ИССЛЕДУЕМЫЙ ТЕКСТ —

• • • • •

© AP Photo, Amel EmricБосния редко попадает в заголовки новостей: после Дейтонского мира 1995 года война в республике прекратилась, а тлеющий конфликт сербов, мусульман и хорватов мало кого интересует. Но внешнее правление, организованное Евросоюзом и НАТО, не стало успехом. Оно оказалось вполне совместимо с коррупцией, нищетой и депопуляцией.
В начале оскароносного фильма режиссера Даниса Тановича «Ничья земля», действие которого происходит в Боснии во время войны 1992-1995 годов, солдат боснийской армии читает в окопе газету. Вдруг он обеспокоенно восклицает: «Смотрите, какое дерьмо происходит в Руанде».
Говорят, что эта сцена взята из реальной жизни. Для зрителей она стала лакмусовой бумажкой.
Смеялись вы или нет, воспринимать это можно двояко. Во-первых, как доказательство того, что боснийцы способны сочувствовать другим людям, оказавшимся в беде, хотя у них самих обстоятельства немногим лучше. Второе толкование менее лестное. Может быть, этот безымянный солдат настолько невосприимчив к своему отчаянному положению, к смерти и разрушениям, которые стали определяющей чертой Боснии на начальном этапе ее независимости, что геноцид в Руанде занял более важное место в его сознании?

• • • • •

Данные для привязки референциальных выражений
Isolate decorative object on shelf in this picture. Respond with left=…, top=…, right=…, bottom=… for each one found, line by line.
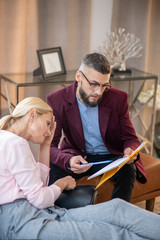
left=98, top=28, right=142, bottom=73
left=33, top=47, right=66, bottom=80
left=138, top=84, right=160, bottom=110
left=154, top=122, right=160, bottom=158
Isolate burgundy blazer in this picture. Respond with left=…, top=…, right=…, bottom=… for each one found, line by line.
left=47, top=82, right=147, bottom=182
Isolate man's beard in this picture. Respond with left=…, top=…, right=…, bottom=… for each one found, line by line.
left=79, top=87, right=102, bottom=107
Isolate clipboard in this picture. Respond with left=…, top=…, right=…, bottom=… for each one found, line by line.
left=88, top=141, right=147, bottom=189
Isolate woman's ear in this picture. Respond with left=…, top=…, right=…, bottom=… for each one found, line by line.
left=28, top=108, right=37, bottom=123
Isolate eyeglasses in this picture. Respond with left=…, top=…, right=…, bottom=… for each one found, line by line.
left=79, top=71, right=112, bottom=91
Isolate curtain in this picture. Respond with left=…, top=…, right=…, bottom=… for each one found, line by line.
left=111, top=0, right=160, bottom=76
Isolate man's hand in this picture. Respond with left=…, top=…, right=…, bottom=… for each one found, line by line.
left=123, top=148, right=138, bottom=164
left=54, top=176, right=76, bottom=192
left=69, top=155, right=91, bottom=174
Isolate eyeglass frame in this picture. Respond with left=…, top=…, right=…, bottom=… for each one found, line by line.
left=79, top=70, right=112, bottom=91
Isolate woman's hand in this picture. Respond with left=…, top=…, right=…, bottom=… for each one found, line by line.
left=54, top=176, right=76, bottom=192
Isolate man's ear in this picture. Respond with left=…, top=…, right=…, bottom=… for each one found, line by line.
left=28, top=108, right=37, bottom=123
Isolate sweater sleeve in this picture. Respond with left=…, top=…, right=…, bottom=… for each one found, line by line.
left=7, top=139, right=61, bottom=209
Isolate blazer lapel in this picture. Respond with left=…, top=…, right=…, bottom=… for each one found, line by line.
left=66, top=83, right=85, bottom=150
left=99, top=104, right=111, bottom=142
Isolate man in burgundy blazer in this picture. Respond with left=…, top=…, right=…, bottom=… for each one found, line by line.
left=47, top=53, right=146, bottom=201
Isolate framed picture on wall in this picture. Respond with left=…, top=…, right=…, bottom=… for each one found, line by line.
left=37, top=47, right=66, bottom=80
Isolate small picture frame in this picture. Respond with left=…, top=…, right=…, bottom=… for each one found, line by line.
left=37, top=47, right=66, bottom=80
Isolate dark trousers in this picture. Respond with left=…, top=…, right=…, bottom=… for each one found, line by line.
left=49, top=154, right=136, bottom=202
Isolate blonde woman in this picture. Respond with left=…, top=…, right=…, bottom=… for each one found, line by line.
left=0, top=97, right=160, bottom=240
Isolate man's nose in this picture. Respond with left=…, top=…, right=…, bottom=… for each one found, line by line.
left=95, top=85, right=104, bottom=95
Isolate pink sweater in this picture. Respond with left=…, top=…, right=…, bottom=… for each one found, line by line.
left=0, top=130, right=61, bottom=209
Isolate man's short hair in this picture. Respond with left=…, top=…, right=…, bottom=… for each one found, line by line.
left=80, top=53, right=111, bottom=74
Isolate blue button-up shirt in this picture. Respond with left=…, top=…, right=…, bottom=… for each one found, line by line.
left=77, top=94, right=110, bottom=155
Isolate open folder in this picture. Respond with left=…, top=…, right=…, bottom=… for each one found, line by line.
left=88, top=141, right=147, bottom=189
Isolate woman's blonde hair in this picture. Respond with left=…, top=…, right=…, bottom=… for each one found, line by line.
left=0, top=97, right=52, bottom=130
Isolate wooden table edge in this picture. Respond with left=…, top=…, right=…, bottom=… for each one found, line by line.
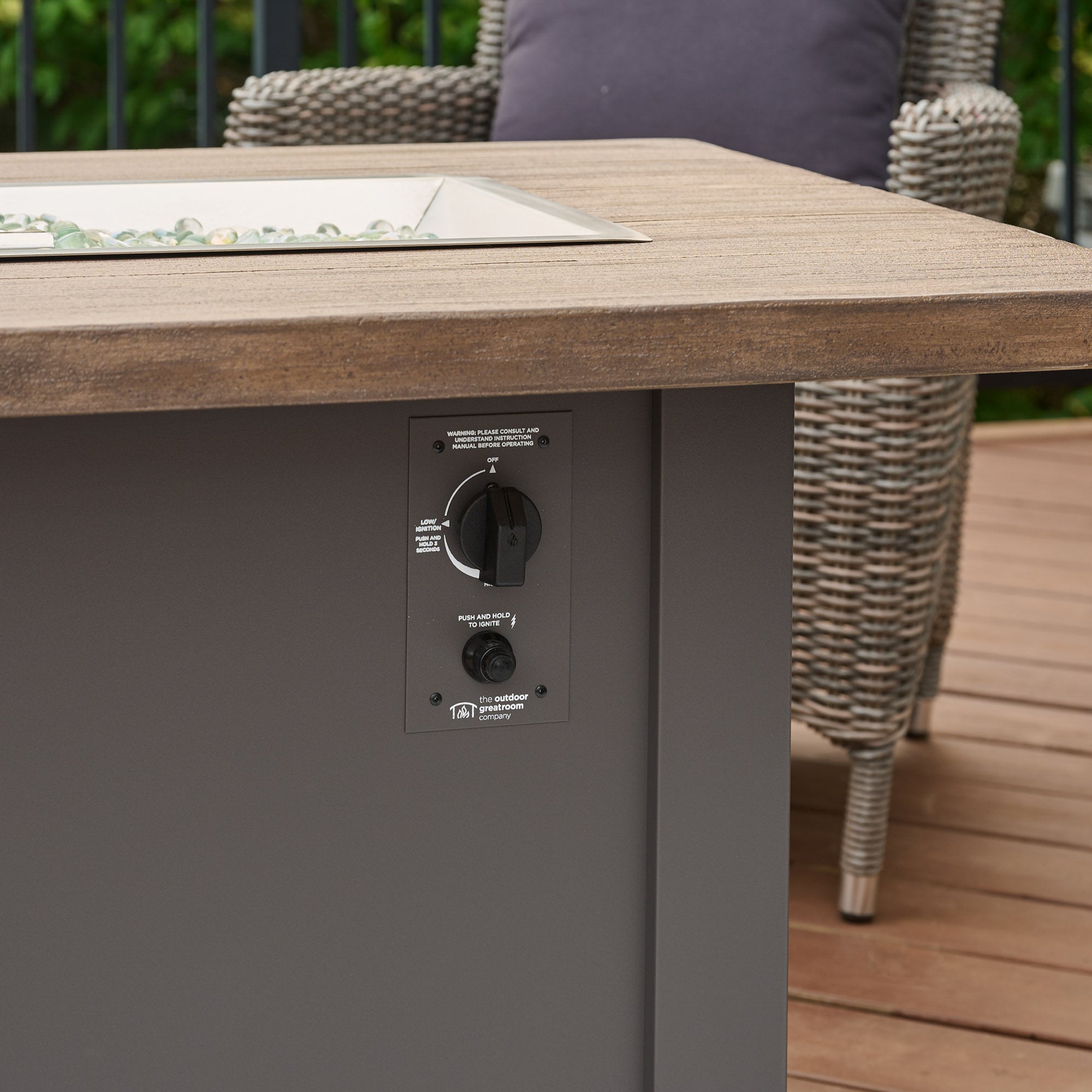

• • • • •

ЗАДАНИЯ —
**1)** Ответьте на вопросы по тексту о Боснии:
(a) В каком году был заключен Дейтонский мир?
(b) Как называется фильм режиссера Даниса Тановича?
(c) Где солдат боснийской армии читает газету?
**2)** Назовите все группы населения, между которыми, согласно тексту о Боснии, продолжается тлеющий конфликт.
**3)** Напишите продолжение текста о Боснии, начиная сразу после последнего предложения.

ОТВЕТЫ К ЗАДАНИЯМ —
**1)**
(a) В 1995 году.
(b) «Ничья земля».
(c) В окопе.

**2)** Сербы, мусульмане и хорваты.

**3)**
Находясь в 1992 году в Сараево, я отпраздновал свой восьмой день рождения. А через несколько недель все началось. Родители устроили мне праздник, не ведая о том, что на востоке Боснии и в долине Дрины, которая является естественной границей между Боснией и Сербией, сербские националисты уже начали этнические чистки среди бошняков, как называют боснийских мусульман.
Той зимой даже страшная осада Вуковара в соседней Хорватии не помешала семьям из Сараево отправиться вместе с детьми кататься на лыжах. «Здесь такое случиться не может, с нами такое не произойдет», — ежедневно как заклинание повторяли сараевцы. Я помню, как на дне рождения отец моего друга, полковник югославской армии, отвел моих родителей в сторону и рассказал им о надвигающейся опасности. Родители вежливо выслушали его предостережения. А вечером они посмеялись над словами полковника, посчитав их бредом сумасшедшего. Они думали, что здесь война невозможна. Они были убеждены, что характерный для Боснии плюрализм станет для нас спасением. Кроме того, мы жили на улице Братства и Единства.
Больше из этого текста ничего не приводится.